Il Faraone, romanzo dello scrittore polacco Boleslaw Prus

faraone
Boleslaw Prus
Il Faraone, romanzo dello scrittore polacco Boleslaw Prus (pseudonimo di Aleksander Glowacki, 1847-1912), composto negli ultimi anni dell'Ottocento. Il problema del contrasto tra la collettività e l’individuo, tra la vita reale e l’ideale, nel quale si dibatte la società umana d’ogni tempo e d’ogni paese, è qui inquadrato nella cornice dell’antica storia egiziana. L’autore ci trasporta ai tempi di Ramses II. Il figlio del Faraone è amato dal popolo e dalle truppe, perché dichiara l'intenzione d’introdurre nella vita dello Stato benefiche riforme sociali; ma è invece avversato dalla potente casta sacerdotale, gelosa - come è sempre successo nel corso dei millenni dell'intera Storia dell'umanità - dei propri privilegi.

Da questo conflitto si genera una lotta che durerà parecchio tempo tra le due parti, che inasprisce fino all'esasperazione quando, morto il vecchio Faraone, gli succede legittimamente suo figlio. Per provare a sottrarre al potere di quest'ultimo il tesoro statale, i sacerdoti lo nascondono nel labirinto. Popolo e truppe muovono all'assalto e i sacerdoti avrebbero la peggio se improvvisamente un’eclissi di sole - un fatto naturale ma certamente dotato di una evidenza ultraterrena ai tempi dell'antico Egitto - non sgominasse gli assalitori.

L’astuto sacerdote Herhor ne approfitta per gridare al miracolo, facendola credere al popolo che l'eclissi, anziché essere un accadimento ciclico normale, sia un segno del tutto palese della collera divina. Il sovrano Ramses III peraltro non cede e oppone una resistenza disperata, ma, una volta che viene abbandonato anche dalle sue truppe, è travolto e ucciso e Herhor sale sul suo trono. Questi, tuttavia, divenuto capo dello Stato, non può, egli stesso, sottrarsi alla necessità di applicare quelle medesime riforme che Ramses III aveva progettato e contro le quali egli si era battuto sanguinosamente.

[Materiale fornito]:
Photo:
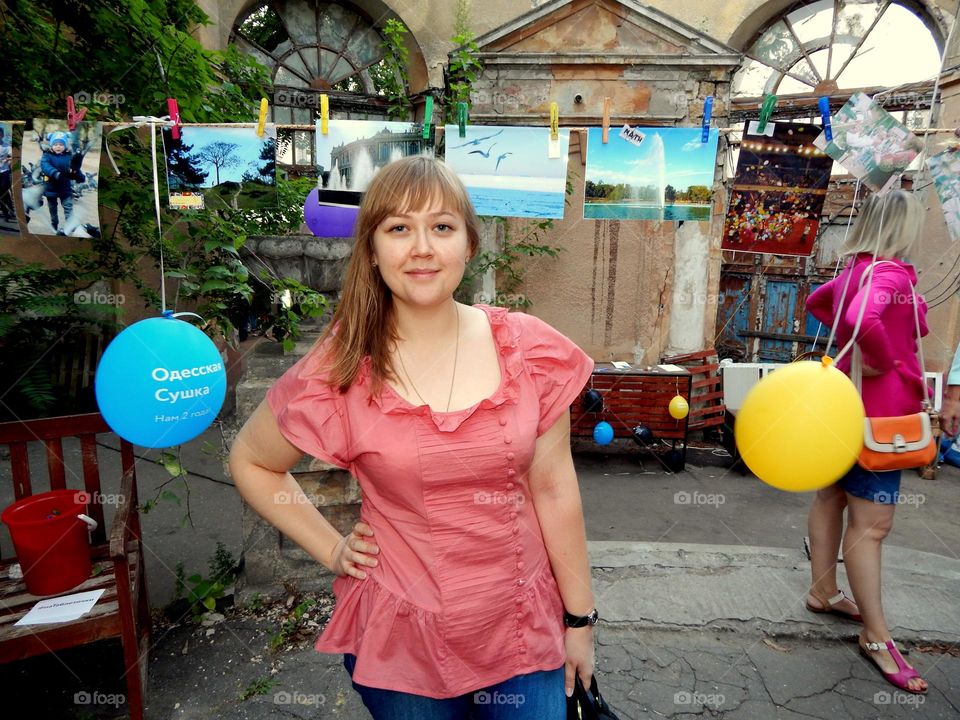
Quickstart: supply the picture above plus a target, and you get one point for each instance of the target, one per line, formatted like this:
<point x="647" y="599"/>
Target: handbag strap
<point x="856" y="365"/>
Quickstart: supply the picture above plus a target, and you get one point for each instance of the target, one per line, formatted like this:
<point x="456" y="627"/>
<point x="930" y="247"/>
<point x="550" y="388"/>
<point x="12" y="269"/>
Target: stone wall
<point x="272" y="563"/>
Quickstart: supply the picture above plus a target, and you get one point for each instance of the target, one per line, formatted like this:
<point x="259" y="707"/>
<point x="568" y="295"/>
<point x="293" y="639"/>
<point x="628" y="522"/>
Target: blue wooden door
<point x="780" y="306"/>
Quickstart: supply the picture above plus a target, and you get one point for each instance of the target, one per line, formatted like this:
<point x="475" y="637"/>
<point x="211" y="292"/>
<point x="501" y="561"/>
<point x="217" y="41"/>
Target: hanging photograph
<point x="945" y="169"/>
<point x="649" y="174"/>
<point x="8" y="207"/>
<point x="352" y="151"/>
<point x="59" y="171"/>
<point x="778" y="192"/>
<point x="510" y="171"/>
<point x="870" y="143"/>
<point x="218" y="167"/>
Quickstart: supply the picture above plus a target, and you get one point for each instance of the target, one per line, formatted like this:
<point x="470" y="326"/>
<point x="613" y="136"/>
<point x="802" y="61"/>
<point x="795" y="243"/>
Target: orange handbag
<point x="897" y="443"/>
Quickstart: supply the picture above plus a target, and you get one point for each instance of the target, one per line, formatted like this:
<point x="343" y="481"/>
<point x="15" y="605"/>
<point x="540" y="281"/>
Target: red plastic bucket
<point x="49" y="533"/>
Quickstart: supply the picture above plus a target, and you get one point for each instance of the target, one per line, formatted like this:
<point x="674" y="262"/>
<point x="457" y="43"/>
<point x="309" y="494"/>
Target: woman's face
<point x="421" y="255"/>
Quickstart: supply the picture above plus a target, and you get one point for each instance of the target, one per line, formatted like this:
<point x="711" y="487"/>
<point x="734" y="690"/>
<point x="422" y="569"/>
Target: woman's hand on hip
<point x="580" y="657"/>
<point x="354" y="552"/>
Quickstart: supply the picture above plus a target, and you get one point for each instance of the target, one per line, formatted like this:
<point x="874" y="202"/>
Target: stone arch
<point x="810" y="55"/>
<point x="769" y="11"/>
<point x="374" y="12"/>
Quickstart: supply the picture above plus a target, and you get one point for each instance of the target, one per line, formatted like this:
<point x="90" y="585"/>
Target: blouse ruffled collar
<point x="506" y="338"/>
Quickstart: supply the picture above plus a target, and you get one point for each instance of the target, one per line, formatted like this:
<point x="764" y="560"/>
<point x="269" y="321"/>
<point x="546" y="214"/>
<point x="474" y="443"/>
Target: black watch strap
<point x="581" y="620"/>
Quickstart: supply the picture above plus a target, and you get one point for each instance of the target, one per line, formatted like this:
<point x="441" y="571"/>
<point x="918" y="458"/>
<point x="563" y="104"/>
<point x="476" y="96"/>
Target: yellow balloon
<point x="678" y="407"/>
<point x="801" y="427"/>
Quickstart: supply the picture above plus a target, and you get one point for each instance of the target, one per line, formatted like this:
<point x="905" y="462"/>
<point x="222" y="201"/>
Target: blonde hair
<point x="888" y="225"/>
<point x="364" y="323"/>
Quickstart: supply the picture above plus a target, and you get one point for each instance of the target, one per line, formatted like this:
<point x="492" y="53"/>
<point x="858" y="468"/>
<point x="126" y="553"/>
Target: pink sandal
<point x="898" y="679"/>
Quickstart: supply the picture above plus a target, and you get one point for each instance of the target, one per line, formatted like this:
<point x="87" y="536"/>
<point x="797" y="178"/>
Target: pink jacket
<point x="887" y="336"/>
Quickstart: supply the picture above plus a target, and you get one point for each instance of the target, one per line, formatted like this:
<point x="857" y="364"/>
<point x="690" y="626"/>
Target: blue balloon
<point x="160" y="382"/>
<point x="602" y="433"/>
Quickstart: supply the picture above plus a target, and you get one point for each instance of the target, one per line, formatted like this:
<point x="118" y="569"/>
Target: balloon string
<point x="843" y="295"/>
<point x="866" y="293"/>
<point x="156" y="204"/>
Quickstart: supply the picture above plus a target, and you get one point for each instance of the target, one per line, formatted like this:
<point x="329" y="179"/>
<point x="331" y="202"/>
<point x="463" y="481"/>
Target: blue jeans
<point x="536" y="696"/>
<point x="881" y="487"/>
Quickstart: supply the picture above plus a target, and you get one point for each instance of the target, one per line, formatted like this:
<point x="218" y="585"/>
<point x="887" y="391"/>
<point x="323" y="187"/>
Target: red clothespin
<point x="174" y="112"/>
<point x="605" y="135"/>
<point x="73" y="117"/>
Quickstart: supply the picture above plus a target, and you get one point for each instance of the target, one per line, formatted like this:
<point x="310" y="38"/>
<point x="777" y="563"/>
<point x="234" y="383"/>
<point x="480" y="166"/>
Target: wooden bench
<point x="122" y="611"/>
<point x="632" y="397"/>
<point x="706" y="402"/>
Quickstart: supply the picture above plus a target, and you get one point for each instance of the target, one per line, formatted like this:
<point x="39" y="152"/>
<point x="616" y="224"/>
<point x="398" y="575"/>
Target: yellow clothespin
<point x="606" y="120"/>
<point x="553" y="150"/>
<point x="261" y="121"/>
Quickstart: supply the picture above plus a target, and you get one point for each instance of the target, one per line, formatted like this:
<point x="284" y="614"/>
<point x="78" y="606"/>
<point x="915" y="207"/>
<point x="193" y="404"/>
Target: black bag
<point x="588" y="705"/>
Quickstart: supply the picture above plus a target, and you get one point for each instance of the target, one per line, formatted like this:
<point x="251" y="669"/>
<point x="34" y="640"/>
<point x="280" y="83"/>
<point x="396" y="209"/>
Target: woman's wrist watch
<point x="581" y="620"/>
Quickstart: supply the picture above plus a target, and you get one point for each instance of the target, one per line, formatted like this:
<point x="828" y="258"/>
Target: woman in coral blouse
<point x="886" y="229"/>
<point x="464" y="590"/>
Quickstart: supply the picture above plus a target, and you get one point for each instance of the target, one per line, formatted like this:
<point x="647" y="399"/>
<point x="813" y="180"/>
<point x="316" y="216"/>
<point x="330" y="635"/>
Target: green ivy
<point x="462" y="72"/>
<point x="393" y="77"/>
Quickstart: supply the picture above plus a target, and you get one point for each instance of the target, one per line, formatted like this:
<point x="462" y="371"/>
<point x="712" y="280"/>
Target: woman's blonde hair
<point x="887" y="225"/>
<point x="364" y="323"/>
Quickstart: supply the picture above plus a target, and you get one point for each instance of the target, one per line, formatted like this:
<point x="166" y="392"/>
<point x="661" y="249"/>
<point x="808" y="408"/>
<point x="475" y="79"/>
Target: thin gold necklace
<point x="453" y="377"/>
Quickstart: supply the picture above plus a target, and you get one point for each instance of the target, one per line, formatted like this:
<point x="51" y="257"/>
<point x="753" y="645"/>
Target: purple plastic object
<point x="328" y="220"/>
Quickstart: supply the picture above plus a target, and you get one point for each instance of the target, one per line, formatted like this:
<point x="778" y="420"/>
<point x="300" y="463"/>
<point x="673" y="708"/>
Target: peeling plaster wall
<point x="688" y="308"/>
<point x="606" y="288"/>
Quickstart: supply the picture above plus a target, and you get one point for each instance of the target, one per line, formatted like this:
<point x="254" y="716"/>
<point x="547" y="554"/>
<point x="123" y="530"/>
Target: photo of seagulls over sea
<point x="508" y="171"/>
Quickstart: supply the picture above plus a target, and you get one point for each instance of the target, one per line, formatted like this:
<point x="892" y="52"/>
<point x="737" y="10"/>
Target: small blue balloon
<point x="602" y="433"/>
<point x="160" y="382"/>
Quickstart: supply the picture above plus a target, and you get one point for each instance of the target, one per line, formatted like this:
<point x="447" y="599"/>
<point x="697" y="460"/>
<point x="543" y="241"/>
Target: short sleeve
<point x="559" y="369"/>
<point x="311" y="414"/>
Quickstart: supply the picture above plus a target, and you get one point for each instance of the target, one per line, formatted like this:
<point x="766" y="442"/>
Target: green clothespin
<point x="769" y="102"/>
<point x="427" y="117"/>
<point x="462" y="118"/>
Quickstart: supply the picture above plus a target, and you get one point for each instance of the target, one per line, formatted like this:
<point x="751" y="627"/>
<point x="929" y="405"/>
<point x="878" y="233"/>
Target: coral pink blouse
<point x="463" y="596"/>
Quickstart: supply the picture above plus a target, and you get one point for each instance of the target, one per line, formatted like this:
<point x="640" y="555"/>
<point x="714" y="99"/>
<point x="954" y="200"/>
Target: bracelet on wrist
<point x="577" y="621"/>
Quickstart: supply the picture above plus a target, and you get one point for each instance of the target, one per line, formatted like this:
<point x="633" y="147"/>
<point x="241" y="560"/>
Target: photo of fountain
<point x="352" y="152"/>
<point x="667" y="176"/>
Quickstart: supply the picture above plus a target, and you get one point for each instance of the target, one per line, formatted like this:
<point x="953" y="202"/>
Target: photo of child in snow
<point x="59" y="172"/>
<point x="8" y="213"/>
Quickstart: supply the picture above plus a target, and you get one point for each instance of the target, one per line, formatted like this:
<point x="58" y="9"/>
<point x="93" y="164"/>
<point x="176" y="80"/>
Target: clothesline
<point x="286" y="126"/>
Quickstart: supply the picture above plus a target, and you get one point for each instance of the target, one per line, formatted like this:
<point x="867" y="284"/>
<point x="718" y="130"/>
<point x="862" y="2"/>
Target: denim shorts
<point x="882" y="487"/>
<point x="535" y="696"/>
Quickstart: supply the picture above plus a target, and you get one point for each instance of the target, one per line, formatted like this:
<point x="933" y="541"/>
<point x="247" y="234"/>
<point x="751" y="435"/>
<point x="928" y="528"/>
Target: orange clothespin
<point x="262" y="120"/>
<point x="606" y="120"/>
<point x="73" y="117"/>
<point x="553" y="147"/>
<point x="174" y="112"/>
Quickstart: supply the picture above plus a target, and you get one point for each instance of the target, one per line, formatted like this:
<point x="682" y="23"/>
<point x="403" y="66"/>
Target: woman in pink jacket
<point x="887" y="226"/>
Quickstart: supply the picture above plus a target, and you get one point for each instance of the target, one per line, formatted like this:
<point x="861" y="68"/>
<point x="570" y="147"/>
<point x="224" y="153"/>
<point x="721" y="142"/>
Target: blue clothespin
<point x="824" y="104"/>
<point x="174" y="112"/>
<point x="707" y="114"/>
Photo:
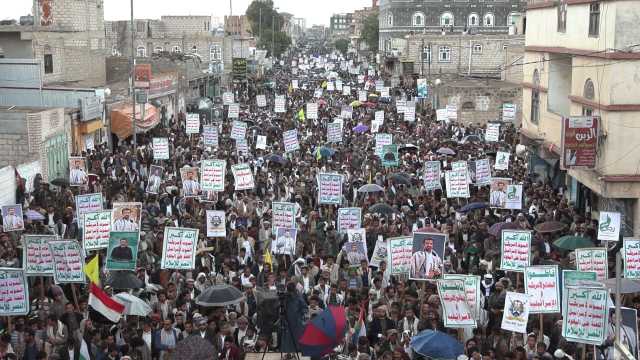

[Esercizi]:
a: Ricopia dal testo sul romanzo Il Faraone il passo che comincia con le parole "L’astuto sacerdote Herhor" e si chiude con le parole "era battuto sanguinosamente.".
b: Rispondi alle seguenti domande sul testo relativo al romanzo Il Faraone.
(i) Qual è il vero nome dello scrittore che firma il romanzo come Boleslaw Prus?
(ii) Dove nascondono il tesoro statale i sacerdoti?
(iii) Chi sale sul trono dopo che il sovrano è travolto e ucciso?
c: Prosegui il testo sul romanzo Il Faraone, riprendendo dopo l'ultima frase riportata.

[Soluzioni]:
a:
L’astuto sacerdote Herhor ne approfitta per gridare al miracolo, facendola credere al popolo che l'eclissi, anziché essere un accadimento ciclico normale, sia un segno del tutto palese della collera divina. Il sovrano Ramses III peraltro non cede e oppone una resistenza disperata, ma, una volta che viene abbandonato anche dalle sue truppe, è travolto e ucciso e Herhor sale sul suo trono. Questi, tuttavia, divenuto capo dello Stato, non può, egli stesso, sottrarsi alla necessità di applicare quelle medesime riforme che Ramses III aveva progettato e contro le quali egli si era battuto sanguinosamente.

b:
(i) Aleksander Glowacki.
(ii) Nel labirinto.
(iii) Il sacerdote Herhor.

c:
Ramses III
Ramses III, la mummia
Gli elementi storici del romanzo sono spesso discutibili, anche quelli inerenti al faraone  Ramses III.
Ma ciò non ha importanza nel quadro generale e nel significato dell’opera, il cui obiettivo morale e sociale (l’ineluttabilità del progresso) è messo egregiamente in rilievo attraverso una grandiosa costruzione fantastica - oggi verrebbe quasi da chiamarla fantascientifica e molto adatta a diventare una sceneggiatura per un film di Hollywood - nella quale sono magistralmente disegnate le caratteristiche positive e negative dell’intera società umana, qui quasi simbolicamente impersonate nel popolo egiziano e inserite nella sua storia antichissima (... tutto questo sforzo letterario viene portato a termine, probabilmente, per eludere facili sospetti della censura russa).
Il Faraone è tra le maggiori affermazioni del talento letterario di Prus, se non il suo capolavoro.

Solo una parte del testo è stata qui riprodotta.